TASK ▸ Reproduce every one of the rows below word for word, leaving the pictures out of your answer.

Start of MATERIALS PROVIDED

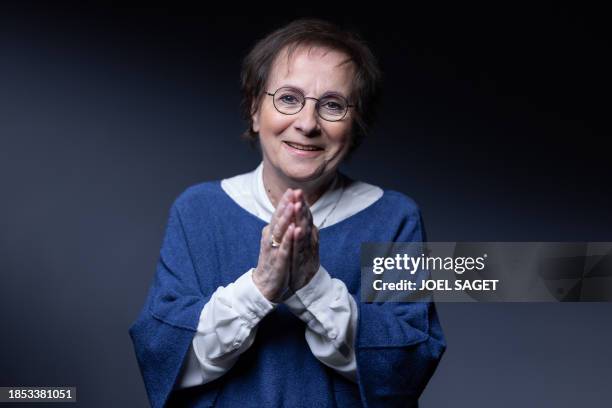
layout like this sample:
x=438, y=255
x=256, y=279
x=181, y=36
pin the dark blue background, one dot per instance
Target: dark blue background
x=495, y=120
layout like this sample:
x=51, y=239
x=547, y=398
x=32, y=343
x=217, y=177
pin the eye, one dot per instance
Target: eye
x=333, y=105
x=288, y=99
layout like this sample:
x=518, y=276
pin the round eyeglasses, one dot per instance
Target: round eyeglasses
x=290, y=101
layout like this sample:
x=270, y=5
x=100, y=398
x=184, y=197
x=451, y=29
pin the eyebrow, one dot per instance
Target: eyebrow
x=327, y=93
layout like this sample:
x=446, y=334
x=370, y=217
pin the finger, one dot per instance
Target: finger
x=286, y=246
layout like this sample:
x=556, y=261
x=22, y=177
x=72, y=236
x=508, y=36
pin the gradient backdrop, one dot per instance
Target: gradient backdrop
x=495, y=120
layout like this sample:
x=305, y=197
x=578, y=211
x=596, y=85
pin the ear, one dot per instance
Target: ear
x=255, y=116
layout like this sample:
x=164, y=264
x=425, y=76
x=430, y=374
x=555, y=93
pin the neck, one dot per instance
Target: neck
x=276, y=184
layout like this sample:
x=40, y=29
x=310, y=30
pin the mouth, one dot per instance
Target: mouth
x=307, y=148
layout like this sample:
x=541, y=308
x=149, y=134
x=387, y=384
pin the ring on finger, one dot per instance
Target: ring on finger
x=273, y=242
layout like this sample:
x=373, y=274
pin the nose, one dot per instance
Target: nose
x=307, y=120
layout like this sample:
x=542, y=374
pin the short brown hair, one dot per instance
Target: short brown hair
x=257, y=65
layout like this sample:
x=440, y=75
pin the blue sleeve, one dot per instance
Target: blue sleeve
x=167, y=323
x=398, y=345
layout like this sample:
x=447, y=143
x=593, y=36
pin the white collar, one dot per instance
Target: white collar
x=335, y=205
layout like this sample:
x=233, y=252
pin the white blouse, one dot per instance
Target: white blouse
x=228, y=322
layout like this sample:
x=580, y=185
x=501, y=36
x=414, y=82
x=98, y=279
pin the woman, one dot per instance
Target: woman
x=256, y=299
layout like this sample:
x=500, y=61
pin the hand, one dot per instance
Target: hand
x=305, y=252
x=273, y=267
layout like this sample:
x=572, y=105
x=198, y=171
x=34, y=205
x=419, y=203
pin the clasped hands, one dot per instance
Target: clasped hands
x=284, y=269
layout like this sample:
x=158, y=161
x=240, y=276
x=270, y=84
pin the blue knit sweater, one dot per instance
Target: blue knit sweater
x=210, y=241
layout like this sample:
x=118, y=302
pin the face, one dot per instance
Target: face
x=316, y=72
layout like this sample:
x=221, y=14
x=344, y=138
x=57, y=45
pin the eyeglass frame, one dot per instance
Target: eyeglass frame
x=304, y=103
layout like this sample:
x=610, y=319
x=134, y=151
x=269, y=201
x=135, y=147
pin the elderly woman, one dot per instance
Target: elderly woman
x=256, y=299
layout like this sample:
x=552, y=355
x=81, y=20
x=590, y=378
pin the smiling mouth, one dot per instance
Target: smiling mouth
x=303, y=147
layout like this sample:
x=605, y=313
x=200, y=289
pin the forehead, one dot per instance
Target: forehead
x=314, y=69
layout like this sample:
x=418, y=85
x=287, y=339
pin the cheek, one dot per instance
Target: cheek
x=273, y=123
x=339, y=134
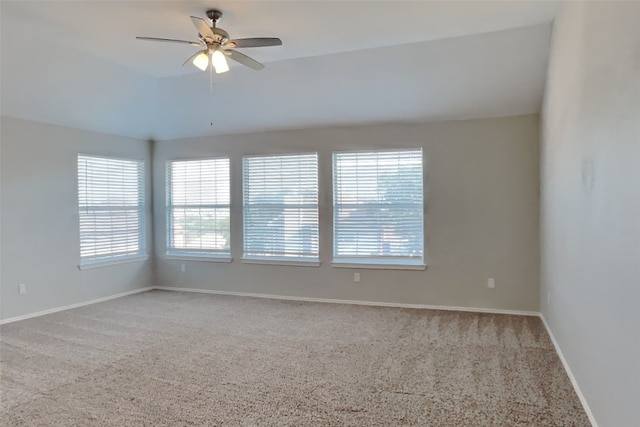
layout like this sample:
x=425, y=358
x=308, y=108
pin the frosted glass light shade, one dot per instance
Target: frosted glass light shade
x=219, y=62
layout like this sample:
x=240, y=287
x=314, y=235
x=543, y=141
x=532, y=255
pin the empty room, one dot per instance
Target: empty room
x=320, y=213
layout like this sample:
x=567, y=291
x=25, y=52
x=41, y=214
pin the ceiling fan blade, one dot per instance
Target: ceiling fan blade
x=256, y=42
x=192, y=57
x=202, y=27
x=156, y=39
x=245, y=60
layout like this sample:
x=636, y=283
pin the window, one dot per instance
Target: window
x=198, y=214
x=378, y=208
x=111, y=208
x=280, y=208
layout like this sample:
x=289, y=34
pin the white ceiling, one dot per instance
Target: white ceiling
x=78, y=64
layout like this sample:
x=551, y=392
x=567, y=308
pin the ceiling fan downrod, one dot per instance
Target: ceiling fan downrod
x=214, y=15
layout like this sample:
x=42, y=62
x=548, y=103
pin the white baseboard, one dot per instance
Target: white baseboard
x=69, y=307
x=576, y=387
x=354, y=302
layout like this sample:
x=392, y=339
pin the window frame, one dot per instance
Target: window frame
x=380, y=262
x=281, y=259
x=191, y=254
x=104, y=261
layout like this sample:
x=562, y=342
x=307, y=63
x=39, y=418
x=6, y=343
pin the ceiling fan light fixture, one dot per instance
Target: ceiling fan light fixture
x=219, y=62
x=201, y=61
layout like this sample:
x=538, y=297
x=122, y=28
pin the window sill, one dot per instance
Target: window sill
x=203, y=258
x=276, y=261
x=107, y=263
x=369, y=264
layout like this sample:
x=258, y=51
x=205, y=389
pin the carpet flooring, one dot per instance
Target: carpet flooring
x=180, y=359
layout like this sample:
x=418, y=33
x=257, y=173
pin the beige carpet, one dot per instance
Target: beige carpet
x=180, y=359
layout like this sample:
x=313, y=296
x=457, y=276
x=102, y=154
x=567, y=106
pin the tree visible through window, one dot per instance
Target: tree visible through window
x=198, y=208
x=378, y=207
x=280, y=207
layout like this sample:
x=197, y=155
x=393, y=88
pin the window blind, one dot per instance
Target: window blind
x=280, y=207
x=111, y=208
x=378, y=207
x=198, y=208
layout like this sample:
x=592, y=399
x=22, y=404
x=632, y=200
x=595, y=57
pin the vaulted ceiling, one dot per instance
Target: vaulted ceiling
x=78, y=64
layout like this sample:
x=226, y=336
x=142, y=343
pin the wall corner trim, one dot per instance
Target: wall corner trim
x=76, y=305
x=353, y=302
x=574, y=383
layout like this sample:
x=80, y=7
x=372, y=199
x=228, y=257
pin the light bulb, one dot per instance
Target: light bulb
x=201, y=61
x=219, y=62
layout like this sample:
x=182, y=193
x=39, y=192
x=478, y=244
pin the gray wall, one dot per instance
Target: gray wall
x=590, y=209
x=39, y=223
x=482, y=215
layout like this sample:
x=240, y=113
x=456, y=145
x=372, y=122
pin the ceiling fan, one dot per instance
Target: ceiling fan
x=218, y=45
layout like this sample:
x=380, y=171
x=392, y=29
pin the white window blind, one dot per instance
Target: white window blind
x=111, y=208
x=378, y=207
x=198, y=213
x=280, y=207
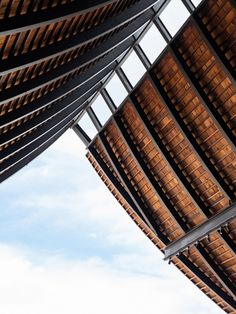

End of MATERIALS PROVIDED

FULL OUTPUT ▸
layout like this sample:
x=438, y=255
x=256, y=279
x=181, y=36
pin the dark blue background, one dot per instance
Target: dark blue background
x=495, y=120
layout like this sample:
x=51, y=239
x=547, y=398
x=32, y=343
x=217, y=177
pin the eye, one dot per instance
Target: eye
x=333, y=105
x=288, y=99
layout like this sample:
x=518, y=276
pin the round eyeglasses, one dot per instance
Target: round eyeglasses
x=290, y=101
layout like this sample:
x=270, y=5
x=100, y=398
x=184, y=197
x=451, y=29
pin the eyebrow, one dot per instance
Target: eyebrow
x=327, y=93
layout like this sample:
x=446, y=334
x=370, y=217
pin the finger, one dot per instance
Target: finger
x=286, y=246
layout like this sample:
x=556, y=261
x=22, y=177
x=72, y=236
x=508, y=36
pin the gradient backdrop, one dot per instance
Target: gradient backdrop
x=495, y=120
layout like this sample:
x=305, y=197
x=578, y=211
x=596, y=85
pin the ear, one dot per instance
Target: ear
x=255, y=116
layout like this sample:
x=164, y=264
x=425, y=76
x=430, y=374
x=555, y=93
pin the neck, one dot per instance
Target: neck
x=276, y=184
layout like this sample:
x=40, y=29
x=310, y=30
pin the mouth, one dot per instance
Target: mouth
x=307, y=148
layout like this sample:
x=541, y=308
x=149, y=134
x=387, y=384
pin the ring on finger, one dot per instance
Target: ring on finger
x=273, y=242
layout like this sample:
x=373, y=274
pin the nose, one dot per instance
Target: nose
x=307, y=120
layout like this sample:
x=542, y=374
pin the short brown hair, one dot per instance
Target: short brown hair
x=257, y=65
layout like this sample:
x=440, y=75
pin the blue sleeve, one dot per instance
Target: blue sleeve
x=167, y=323
x=398, y=345
layout like this sample:
x=447, y=143
x=593, y=36
pin the white collar, one dot per instance
Target: white collar
x=335, y=205
layout like this sample:
x=233, y=252
pin the white blouse, one dot per instance
Target: white blouse
x=228, y=322
layout like this sample:
x=580, y=185
x=501, y=36
x=414, y=82
x=98, y=279
pin the woman, one dot per instance
Target: woman
x=256, y=299
layout like this sample:
x=500, y=61
pin the hand, one dot per instance
Target: hand
x=305, y=252
x=273, y=267
layout like this sample:
x=572, y=105
x=198, y=171
x=34, y=205
x=419, y=203
pin the clasped hands, one dot per instance
Target: clasped hands
x=284, y=269
layout like this sample:
x=158, y=161
x=240, y=276
x=270, y=84
pin the blue knit sweater, one dot per instance
Target: blue knit sweater
x=210, y=241
layout like this sample:
x=118, y=302
pin the face, one dot per instance
Target: face
x=316, y=72
layout like this sample:
x=221, y=14
x=344, y=138
x=57, y=45
pin the eyeglass frame, one dot per instance
Target: eyeglass frame
x=304, y=103
layout like this sample:
x=610, y=319
x=134, y=151
x=269, y=201
x=135, y=147
pin the elderly woman, one dot per instance
Target: elderly woman
x=256, y=299
layout like this sample:
x=552, y=355
x=81, y=20
x=590, y=378
pin the smiling mouth, one dot per instance
Target: smiling mouth
x=303, y=147
layout like this sample:
x=605, y=313
x=200, y=289
pin the forehead, one dot per instance
Target: forehead
x=314, y=69
layout like this sample:
x=418, y=85
x=287, y=339
pin the cheek, one dot per instance
Target: cheek
x=273, y=123
x=339, y=134
layout like this sample:
x=425, y=358
x=308, y=108
pin the frosted glass light shade, one dot per instance
Target: frosted glass light shade
x=219, y=62
layout like this sample:
x=240, y=287
x=314, y=235
x=543, y=141
x=532, y=255
pin the empty room, one dot per instance
Target: empty room
x=320, y=213
layout like this sample:
x=567, y=291
x=25, y=52
x=41, y=214
pin the ceiling fan blade, one dot per instance
Target: ceiling fan blade
x=256, y=42
x=192, y=57
x=202, y=27
x=156, y=39
x=245, y=60
layout like this sample:
x=636, y=283
pin the window, one dot per instance
Target: window
x=198, y=214
x=378, y=208
x=111, y=208
x=280, y=208
layout like this sample:
x=289, y=34
pin the white ceiling, one dot per instance
Target: white ceiling
x=78, y=64
layout like this sample:
x=551, y=392
x=567, y=308
pin the ceiling fan downrod, one dot per instance
Target: ceiling fan downrod
x=214, y=15
layout like this sample:
x=42, y=62
x=548, y=103
pin the white baseboard, one dot per instance
Target: white baseboard
x=69, y=307
x=576, y=387
x=354, y=302
layout like this sample:
x=392, y=339
pin the window frame, one dot per instance
Target: window frame
x=380, y=262
x=281, y=259
x=191, y=254
x=104, y=261
layout like this sample:
x=562, y=342
x=307, y=63
x=39, y=418
x=6, y=343
pin the ceiling fan light fixture, one dot per instance
Target: ceiling fan light fixture
x=219, y=62
x=201, y=61
layout like this sample:
x=538, y=297
x=122, y=28
pin the window sill, one dot per instance
Target: window sill
x=203, y=258
x=276, y=261
x=107, y=263
x=369, y=264
layout like this sample:
x=258, y=51
x=205, y=389
pin the carpet flooring, one dot per instance
Target: carpet flooring
x=180, y=359
layout like this sample:
x=418, y=33
x=257, y=173
pin the beige carpet, one dot per instance
Target: beige carpet
x=180, y=359
layout like this sample:
x=313, y=296
x=457, y=276
x=102, y=154
x=567, y=106
pin the tree visible through window, one dot per instance
Target: tree visible through window
x=198, y=208
x=378, y=207
x=280, y=207
layout like this sample:
x=197, y=155
x=393, y=88
pin the window blind, one dot per instance
Target: window blind
x=280, y=207
x=111, y=208
x=378, y=207
x=198, y=208
layout like this sample:
x=592, y=399
x=22, y=404
x=632, y=200
x=595, y=57
pin the vaulted ceiling, one dot per instance
Target: vaulted ceiling
x=78, y=64
layout like this sample:
x=226, y=336
x=142, y=343
pin the wall corner trim, one dot per instance
Target: wall corner trim
x=76, y=305
x=353, y=302
x=574, y=383
layout like this sample:
x=80, y=7
x=372, y=199
x=228, y=257
pin the light bulb, one dot per instance
Target: light bulb
x=201, y=61
x=219, y=62
layout like this sample:
x=182, y=193
x=39, y=192
x=478, y=244
pin the gray wall, one dot per instance
Target: gray wall
x=590, y=209
x=39, y=223
x=482, y=215
layout like this sample:
x=240, y=113
x=456, y=145
x=372, y=122
pin the ceiling fan, one dot per instance
Target: ceiling fan
x=218, y=45
layout like this sample:
x=380, y=171
x=392, y=29
pin the white window blind, one dot per instance
Target: white window blind
x=111, y=208
x=378, y=207
x=198, y=213
x=280, y=207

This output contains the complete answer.